:: Esercizi da svolgere ::
(1) Secondo la recensione di El Cant dels Ocells, con quanto ritardo arrivano i Re Magi rispetto al giorno dell'epifania?
(2) Per favore, prosegui la recensione di El Cant dels Ocells a partire dall'ultima frase riportata.

:: Testo estratto ::

******

12.1.14

El Cant dels Ocells (Birdsong)

Albert Serra
Spagna, 2008
93 minuti

Un'abbacinante rappresentazione del lento cammino dei Re Magi alla ricerca del neonato Gesù; affaticati e disorientati nello vagare senza una guida tra immense distese monocromatiche, riusciranno comunque a raggiungere la loro meta...
Avrebbero dovuto presenziare il giorno dell'epifania, e invece arrivano con una settimana di ritardo. Ma bisogna pur comprenderli, perchè i Re Magi di Serra hanno i loro tempi, e come tutti i personaggi del regista catalano, sono figure perse nell'inazione e nel disorientamento.
Li osserviamo in questo stato flemmatico fin dall'inizio, mentre contemplano e incedono attraverso uno spazio silenzioso e talmente sconfinato da sembrare cosmografico (le distese sabbiose; i fiumi; le grotte; le piante; il cielo; l'universo stesso). Se poi li osserviamo mentre riemergono da quell'orizzonte che scinde buio e luce, appaiono oltremodo come presenze che hanno addirittura trasceso l'immaginario popolare per divenire astronauti intenti ad esplorare un paesaggio selenitico. E se dovessimo prendere atto, oltretutto, dell'ammirazione che il catalano ha sempre avuto per il cinema di Pier Paolo Pasolini (1), allora potremmo anche ricondurre il vagare dei Re Magi a quello del Pierre Clementi di Porcile (1969), disperso anch'egli in un simile scenario surreale composto da crateri vulcanici. D'altronde, basti pensare all'Islanda (uno dei luoghi scelti da Serra per girare il film, tramite una curiosa ricerca con Google Earth), che nella sua conformità astratta, lunaria, quasi spirituale direi, è il fondale perfetto per sequenze come quella sopracitata e per la rappresentazione del cammino irresoluto di questi Re Magi, che non trovando nessuna stella che possa guidarli (appare a loro solamente un angelo che gli informa della nascita del Messia), si trascinano stancamente e alla cieca (stupenda l'osservazione del cielo durante la notte), in un tempo che Serra dilata fino all'estremo (e rivedendo El Cant dels Ocells occorre ripensare all'ultima fatica del regista, in quanto Historia de la meva Mort - Pardo d'oro all'ultimo Festival di Locarno - non soverchia poi di molto, nemmeno in termini di estensione spazio/temporale, quanto Serra ci ha già mostrato finora), come lo spazio rappresentato, costringendo inoltre lo spettatore a un'autentica prova dell'occhio; la scomparsa e successiva ricomparsa oltre il confine del visibile, dei tre uomini, sagome deleuziane miniaturizzate e smaterializzate in un affresco argenteo (2).

******

:: Righe del dataset ::
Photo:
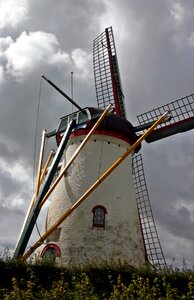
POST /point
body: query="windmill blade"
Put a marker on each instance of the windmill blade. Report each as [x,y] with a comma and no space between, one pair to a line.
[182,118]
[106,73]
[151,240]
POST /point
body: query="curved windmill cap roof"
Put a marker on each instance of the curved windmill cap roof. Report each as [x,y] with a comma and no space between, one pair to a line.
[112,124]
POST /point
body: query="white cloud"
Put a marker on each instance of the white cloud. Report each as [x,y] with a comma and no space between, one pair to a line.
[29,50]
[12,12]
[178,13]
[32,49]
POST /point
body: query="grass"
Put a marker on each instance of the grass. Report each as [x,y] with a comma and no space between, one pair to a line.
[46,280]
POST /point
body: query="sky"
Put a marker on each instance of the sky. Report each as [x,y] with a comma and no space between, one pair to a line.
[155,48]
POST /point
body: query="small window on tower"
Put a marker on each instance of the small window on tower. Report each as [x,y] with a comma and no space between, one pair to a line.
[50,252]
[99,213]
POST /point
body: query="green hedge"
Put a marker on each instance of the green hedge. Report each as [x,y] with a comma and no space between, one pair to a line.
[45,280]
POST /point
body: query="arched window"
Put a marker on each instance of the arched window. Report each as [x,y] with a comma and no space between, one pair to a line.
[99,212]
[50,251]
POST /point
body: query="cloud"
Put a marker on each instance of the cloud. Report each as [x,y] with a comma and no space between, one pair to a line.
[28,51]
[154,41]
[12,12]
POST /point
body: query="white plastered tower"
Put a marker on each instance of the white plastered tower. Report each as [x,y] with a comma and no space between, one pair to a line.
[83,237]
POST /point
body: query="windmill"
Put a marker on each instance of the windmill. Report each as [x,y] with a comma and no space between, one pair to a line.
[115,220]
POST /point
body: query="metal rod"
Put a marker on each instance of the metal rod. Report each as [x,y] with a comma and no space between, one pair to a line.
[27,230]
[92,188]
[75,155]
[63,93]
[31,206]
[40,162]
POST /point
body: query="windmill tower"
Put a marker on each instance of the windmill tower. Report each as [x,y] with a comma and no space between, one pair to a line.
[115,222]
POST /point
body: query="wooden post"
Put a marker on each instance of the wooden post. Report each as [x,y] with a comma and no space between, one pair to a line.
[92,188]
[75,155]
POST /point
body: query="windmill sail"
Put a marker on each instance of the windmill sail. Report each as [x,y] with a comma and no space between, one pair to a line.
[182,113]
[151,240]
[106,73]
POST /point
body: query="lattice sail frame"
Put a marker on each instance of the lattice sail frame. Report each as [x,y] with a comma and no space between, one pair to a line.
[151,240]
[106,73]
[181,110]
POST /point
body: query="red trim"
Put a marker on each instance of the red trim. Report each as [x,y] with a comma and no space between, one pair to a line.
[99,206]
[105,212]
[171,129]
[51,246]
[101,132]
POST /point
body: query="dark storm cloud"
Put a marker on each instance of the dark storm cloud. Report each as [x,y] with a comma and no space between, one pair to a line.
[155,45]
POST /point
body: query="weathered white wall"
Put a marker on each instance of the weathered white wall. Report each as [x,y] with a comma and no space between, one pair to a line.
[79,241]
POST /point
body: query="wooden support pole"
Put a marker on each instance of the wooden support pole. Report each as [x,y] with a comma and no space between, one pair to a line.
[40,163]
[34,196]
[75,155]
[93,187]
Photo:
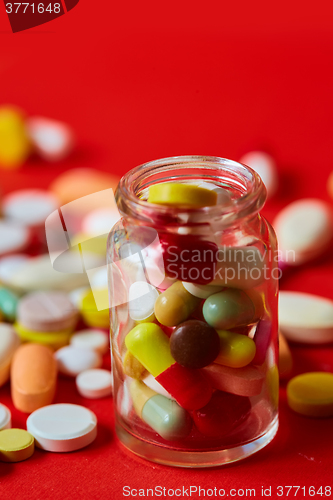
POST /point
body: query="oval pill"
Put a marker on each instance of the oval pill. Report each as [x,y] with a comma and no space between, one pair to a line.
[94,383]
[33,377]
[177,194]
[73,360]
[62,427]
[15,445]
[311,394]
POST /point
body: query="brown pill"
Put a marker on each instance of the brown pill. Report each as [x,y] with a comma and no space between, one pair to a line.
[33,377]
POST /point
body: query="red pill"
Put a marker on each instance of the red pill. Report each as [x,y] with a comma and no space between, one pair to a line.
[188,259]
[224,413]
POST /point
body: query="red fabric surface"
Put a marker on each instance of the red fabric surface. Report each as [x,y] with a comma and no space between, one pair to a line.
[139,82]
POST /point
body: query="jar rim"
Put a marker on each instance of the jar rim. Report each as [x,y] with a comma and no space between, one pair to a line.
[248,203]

******

:: Risposte in ordine ::
(1) Con una settimana di ritardo.

(2)
Anche il momento cruciale dell'incontro con il Messia (quasi cinque minuti di piano sequenza fisso che ci mostra i Re Magi inginocchiati di fronte a Maria con Gesù in braccio) non arriva prima di un'ora dall'inizio e gli stessi Maria e Giuseppe, sembrano a loro volta figure disorientate in uno spazio che sembra non appartenerle realmente. Da questa sequenza infatti, con il conseguimento del faticoso itinerario e il propagarsi sonoro del Canto degli Uccelli (3), si genera uno spartiacque e il film si spoglia della propria finzione; Serra decreta già la fine di un'epoca (il Cristianesimo) al momento della sua nascita e catapulta i suoi personaggi in un bosco dallo scenario medievale, intenti a confessarsi i propri sogni/incubi, a dimostrazione di come l'obiettivo del catalano sia incentrato nel proseguire con un cinema puntualmente legato a riferimenti storico/letterari (dal Don Chisciotte di Honor de Cavalleria, alla fine dell'illuminismo - Historia de la meva Mort). C'è già un transito epocale quindi, c'è già la necessità di cambiare ruolo, e palcoscenico. E si conclude come il dietro le quinte di un teatro, El Cant del Ocells; osservando quelle tre figure immortalate a campo lungo mentre si liberano di mantelli ed ornamenti, assistiamo automaticamente, alla svestizione del cinema stesso.     

(1) "Ho nostalgia di tali eccessi pasoliniani, del suo tentativo di mettere in scena qualcosa di completamente folle, di fregarsene delle scene imperfette… Ho nostalgia di questa libertà che oggi è venuta meno per assecondare degli standard tecnici, per avere un film rifinito, curato, perfetto."

(2) "Abbiamo fatto molti test, con videocamere diverse e alla fine ho trovato questa immagine che mi sembrava interessante perché dà un’ambiguità particolare... ho ricercato una resa dell’immagine, che donasse una sensazione di antichità ai paesaggi."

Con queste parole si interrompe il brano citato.